Point labeling examples:
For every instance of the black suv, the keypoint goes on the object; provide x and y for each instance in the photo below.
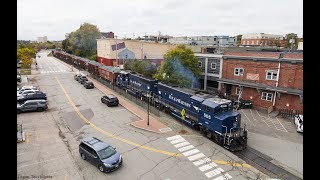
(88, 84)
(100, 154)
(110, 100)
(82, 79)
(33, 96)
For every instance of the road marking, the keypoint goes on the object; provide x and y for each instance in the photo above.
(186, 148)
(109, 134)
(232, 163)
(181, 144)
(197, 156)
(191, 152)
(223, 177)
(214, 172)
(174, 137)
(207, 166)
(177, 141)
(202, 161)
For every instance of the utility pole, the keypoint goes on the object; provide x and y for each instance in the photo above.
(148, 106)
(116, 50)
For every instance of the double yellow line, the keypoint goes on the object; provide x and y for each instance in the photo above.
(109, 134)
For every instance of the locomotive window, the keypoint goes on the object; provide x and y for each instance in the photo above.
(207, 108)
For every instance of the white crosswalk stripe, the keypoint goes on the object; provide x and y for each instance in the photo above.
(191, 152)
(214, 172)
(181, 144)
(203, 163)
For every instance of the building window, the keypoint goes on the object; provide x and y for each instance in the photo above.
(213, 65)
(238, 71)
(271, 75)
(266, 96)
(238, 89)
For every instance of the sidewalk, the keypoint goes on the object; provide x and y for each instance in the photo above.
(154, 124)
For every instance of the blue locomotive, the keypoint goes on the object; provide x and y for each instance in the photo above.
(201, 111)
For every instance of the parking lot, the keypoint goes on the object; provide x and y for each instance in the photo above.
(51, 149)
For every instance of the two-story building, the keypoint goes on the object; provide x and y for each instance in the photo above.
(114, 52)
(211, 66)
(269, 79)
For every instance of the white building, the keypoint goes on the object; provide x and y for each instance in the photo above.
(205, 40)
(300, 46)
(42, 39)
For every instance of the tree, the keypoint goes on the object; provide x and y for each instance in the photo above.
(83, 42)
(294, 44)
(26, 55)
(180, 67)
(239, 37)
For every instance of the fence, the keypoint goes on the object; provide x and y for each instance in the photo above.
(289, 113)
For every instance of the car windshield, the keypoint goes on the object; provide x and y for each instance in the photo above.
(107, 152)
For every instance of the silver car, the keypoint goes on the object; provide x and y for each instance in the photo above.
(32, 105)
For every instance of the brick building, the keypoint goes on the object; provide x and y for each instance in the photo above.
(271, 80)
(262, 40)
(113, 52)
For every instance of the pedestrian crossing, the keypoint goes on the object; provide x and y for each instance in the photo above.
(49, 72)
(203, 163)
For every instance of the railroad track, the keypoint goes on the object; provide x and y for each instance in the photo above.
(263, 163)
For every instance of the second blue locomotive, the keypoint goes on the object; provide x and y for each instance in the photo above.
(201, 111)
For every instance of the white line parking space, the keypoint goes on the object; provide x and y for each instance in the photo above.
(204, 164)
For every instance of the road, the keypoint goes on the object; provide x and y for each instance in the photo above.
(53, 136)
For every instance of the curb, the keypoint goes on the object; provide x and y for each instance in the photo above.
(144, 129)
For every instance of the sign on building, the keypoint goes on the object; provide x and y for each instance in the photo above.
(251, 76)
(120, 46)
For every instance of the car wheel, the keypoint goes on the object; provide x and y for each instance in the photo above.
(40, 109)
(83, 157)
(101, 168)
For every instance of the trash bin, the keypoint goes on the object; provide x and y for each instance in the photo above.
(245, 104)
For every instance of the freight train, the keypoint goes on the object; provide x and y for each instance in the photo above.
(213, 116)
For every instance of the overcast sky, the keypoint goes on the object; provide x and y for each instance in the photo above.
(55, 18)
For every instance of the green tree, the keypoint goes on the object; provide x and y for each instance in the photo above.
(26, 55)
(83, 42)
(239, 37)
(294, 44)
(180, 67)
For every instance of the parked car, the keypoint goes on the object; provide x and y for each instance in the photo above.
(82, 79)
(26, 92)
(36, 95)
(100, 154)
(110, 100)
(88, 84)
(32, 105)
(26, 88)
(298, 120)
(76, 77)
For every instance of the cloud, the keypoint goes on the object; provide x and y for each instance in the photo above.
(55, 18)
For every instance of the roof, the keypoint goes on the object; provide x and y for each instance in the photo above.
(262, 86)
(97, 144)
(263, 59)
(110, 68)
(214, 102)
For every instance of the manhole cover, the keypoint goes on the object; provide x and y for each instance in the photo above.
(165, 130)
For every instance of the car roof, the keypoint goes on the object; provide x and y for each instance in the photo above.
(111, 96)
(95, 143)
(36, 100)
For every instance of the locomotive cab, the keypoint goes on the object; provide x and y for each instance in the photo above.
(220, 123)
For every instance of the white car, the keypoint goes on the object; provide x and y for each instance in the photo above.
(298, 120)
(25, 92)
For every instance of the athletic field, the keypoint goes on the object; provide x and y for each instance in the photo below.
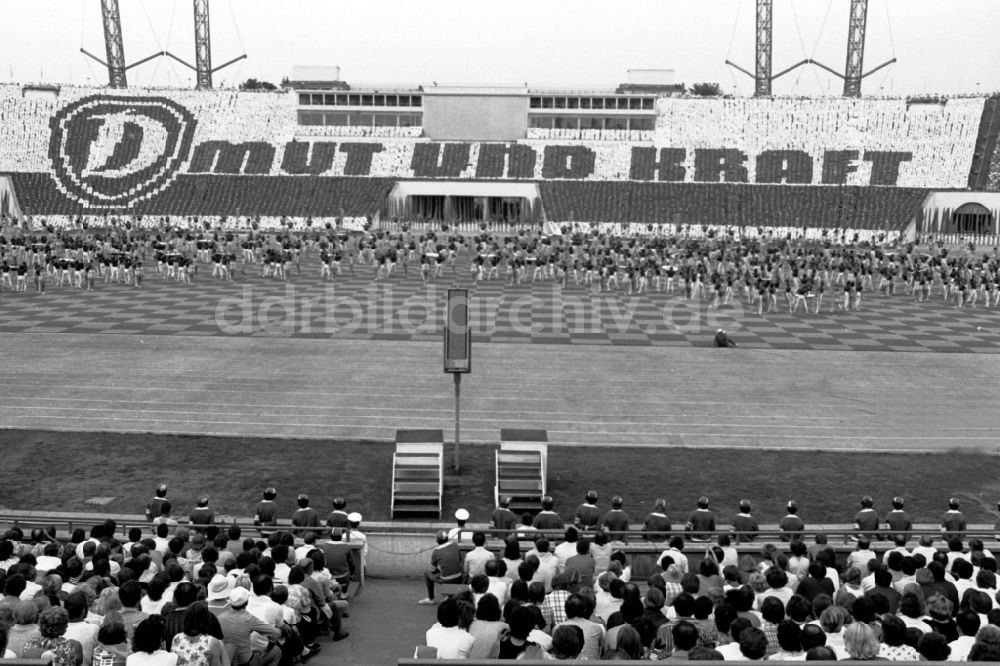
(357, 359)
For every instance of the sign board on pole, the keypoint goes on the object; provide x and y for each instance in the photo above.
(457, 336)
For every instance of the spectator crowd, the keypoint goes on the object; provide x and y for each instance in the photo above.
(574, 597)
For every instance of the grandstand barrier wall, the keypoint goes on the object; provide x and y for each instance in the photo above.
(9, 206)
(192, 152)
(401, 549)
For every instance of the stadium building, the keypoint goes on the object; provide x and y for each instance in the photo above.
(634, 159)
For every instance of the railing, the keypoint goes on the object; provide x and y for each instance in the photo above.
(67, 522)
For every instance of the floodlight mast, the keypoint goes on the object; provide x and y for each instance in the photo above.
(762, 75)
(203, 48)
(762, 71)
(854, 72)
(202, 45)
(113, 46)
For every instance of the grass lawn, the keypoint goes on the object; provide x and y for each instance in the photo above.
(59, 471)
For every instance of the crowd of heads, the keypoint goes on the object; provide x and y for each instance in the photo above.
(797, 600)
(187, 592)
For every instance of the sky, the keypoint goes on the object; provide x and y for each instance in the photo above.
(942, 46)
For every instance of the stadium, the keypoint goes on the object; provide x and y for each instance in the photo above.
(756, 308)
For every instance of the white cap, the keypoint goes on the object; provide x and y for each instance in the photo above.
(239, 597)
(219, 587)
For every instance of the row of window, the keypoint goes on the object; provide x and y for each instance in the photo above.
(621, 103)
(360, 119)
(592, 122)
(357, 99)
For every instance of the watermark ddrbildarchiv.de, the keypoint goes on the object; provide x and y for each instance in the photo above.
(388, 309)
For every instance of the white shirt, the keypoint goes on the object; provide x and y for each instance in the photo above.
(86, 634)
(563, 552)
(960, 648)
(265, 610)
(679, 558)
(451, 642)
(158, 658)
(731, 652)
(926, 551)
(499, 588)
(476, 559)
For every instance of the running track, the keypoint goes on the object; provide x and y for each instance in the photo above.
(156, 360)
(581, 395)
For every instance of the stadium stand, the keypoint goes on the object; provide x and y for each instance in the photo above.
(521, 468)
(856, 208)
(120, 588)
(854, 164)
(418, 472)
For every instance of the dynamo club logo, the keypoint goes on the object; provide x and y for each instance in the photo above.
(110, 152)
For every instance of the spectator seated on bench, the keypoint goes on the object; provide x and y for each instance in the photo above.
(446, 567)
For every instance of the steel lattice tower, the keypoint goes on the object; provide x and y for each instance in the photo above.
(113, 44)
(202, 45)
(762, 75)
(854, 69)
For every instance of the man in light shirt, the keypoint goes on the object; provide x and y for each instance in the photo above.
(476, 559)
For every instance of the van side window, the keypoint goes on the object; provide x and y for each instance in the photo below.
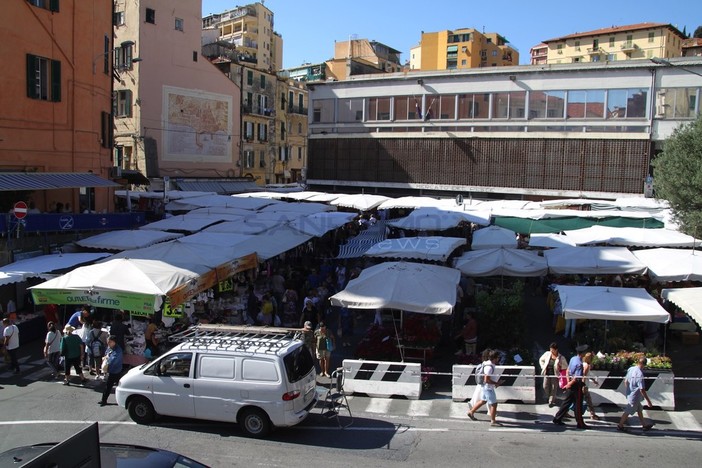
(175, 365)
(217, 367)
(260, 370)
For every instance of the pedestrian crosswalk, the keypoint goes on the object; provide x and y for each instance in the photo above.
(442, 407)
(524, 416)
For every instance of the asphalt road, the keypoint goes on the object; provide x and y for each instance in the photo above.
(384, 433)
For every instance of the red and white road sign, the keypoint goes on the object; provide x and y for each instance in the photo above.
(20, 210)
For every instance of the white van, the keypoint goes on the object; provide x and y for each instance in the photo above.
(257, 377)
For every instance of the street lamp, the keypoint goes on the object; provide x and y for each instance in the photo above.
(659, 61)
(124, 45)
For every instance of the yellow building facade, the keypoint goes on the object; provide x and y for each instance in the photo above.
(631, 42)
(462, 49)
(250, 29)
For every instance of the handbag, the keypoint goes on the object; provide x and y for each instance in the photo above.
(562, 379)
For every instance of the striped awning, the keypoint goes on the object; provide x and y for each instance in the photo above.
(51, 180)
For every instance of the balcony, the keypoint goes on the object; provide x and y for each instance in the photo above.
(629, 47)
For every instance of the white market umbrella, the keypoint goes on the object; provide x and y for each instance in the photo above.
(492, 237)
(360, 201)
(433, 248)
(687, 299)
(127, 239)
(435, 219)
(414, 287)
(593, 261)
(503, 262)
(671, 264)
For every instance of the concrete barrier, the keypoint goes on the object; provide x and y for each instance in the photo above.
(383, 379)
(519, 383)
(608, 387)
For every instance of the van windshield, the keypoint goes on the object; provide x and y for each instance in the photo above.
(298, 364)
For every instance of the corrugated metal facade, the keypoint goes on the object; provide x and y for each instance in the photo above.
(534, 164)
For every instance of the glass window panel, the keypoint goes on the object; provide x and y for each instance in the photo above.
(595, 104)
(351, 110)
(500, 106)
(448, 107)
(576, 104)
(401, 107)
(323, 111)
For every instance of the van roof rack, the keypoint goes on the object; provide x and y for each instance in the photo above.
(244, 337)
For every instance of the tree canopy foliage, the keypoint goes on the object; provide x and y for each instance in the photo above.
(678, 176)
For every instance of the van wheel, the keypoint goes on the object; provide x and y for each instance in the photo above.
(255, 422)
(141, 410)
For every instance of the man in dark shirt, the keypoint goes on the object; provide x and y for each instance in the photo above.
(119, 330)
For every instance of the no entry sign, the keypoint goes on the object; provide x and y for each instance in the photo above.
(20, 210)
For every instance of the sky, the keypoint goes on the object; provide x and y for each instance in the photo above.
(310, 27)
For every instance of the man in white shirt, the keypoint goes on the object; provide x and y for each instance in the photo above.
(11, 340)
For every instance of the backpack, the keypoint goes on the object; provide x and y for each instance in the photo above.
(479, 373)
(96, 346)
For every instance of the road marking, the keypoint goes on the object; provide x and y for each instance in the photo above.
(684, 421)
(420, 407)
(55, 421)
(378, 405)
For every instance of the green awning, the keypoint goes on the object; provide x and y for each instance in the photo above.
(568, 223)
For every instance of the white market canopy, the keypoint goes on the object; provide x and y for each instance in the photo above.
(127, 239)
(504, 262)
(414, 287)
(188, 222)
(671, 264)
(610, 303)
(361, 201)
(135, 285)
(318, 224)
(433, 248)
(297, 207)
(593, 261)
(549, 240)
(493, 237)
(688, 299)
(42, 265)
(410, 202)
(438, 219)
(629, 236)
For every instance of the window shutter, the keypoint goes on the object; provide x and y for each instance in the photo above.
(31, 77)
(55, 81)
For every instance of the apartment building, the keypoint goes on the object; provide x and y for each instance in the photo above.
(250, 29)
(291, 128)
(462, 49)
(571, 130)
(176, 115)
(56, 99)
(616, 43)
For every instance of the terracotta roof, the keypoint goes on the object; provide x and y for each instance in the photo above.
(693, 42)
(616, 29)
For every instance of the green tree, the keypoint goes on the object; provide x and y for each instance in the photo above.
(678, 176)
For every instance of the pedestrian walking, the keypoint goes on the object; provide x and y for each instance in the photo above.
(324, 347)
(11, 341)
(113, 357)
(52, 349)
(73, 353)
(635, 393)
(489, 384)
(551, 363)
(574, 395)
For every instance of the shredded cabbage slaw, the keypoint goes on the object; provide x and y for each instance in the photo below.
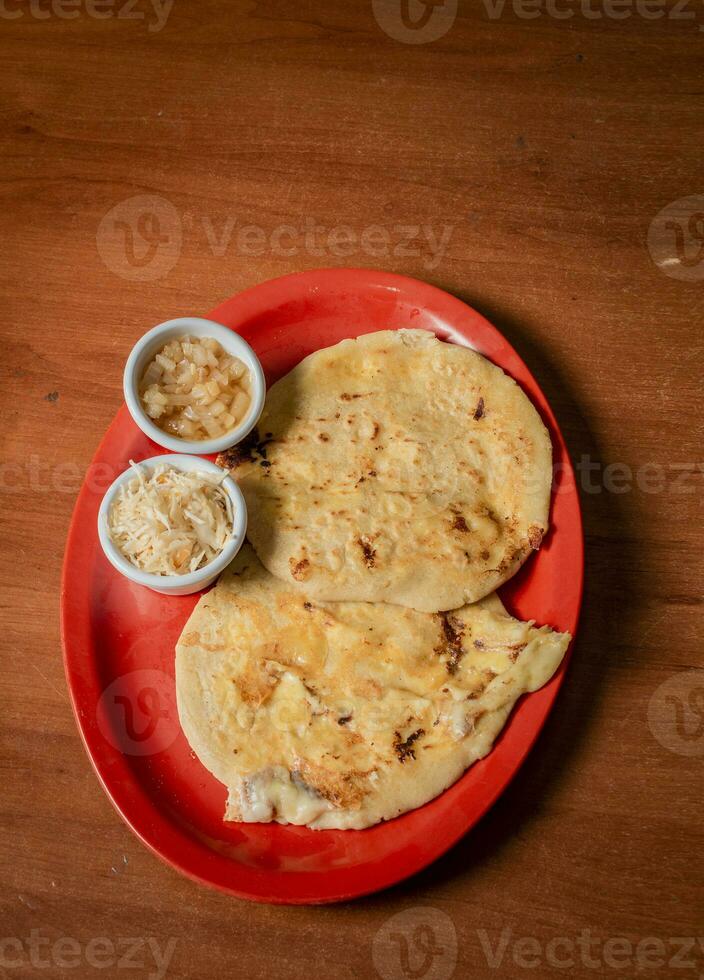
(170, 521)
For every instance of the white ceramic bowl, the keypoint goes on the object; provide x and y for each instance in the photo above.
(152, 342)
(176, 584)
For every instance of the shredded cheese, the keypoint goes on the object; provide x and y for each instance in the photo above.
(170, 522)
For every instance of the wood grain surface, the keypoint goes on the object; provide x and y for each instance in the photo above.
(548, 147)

* [What you should do] Make an exact copy of the lines above, starting at the line that contains "For every instance of the pedestrian walking, the" and running through the final line of the entries. Omit the pictures.

* [Complete output]
For every instance of the pedestrian walking, the keypoint goes on the object; provide x and y for each instance in the photo above.
(324, 347)
(11, 341)
(113, 357)
(52, 349)
(73, 353)
(635, 393)
(489, 384)
(551, 363)
(574, 395)
For every instance of the shredded cabbage slaw, the keypoint goes on the object; provide x and y for each instance in the photo below.
(170, 521)
For every instance of the white ceramic bowl, the keypoint goes on the object; provide x and y for each instance in the photo above.
(152, 342)
(176, 584)
For every instance of the shredded cheese, the keypoint goes on the object; provide x and y for each instance in the photo above.
(170, 522)
For every instance of the wood grain surface, the keypoint goes on the object; provide x and y for each instance in the photo above.
(548, 147)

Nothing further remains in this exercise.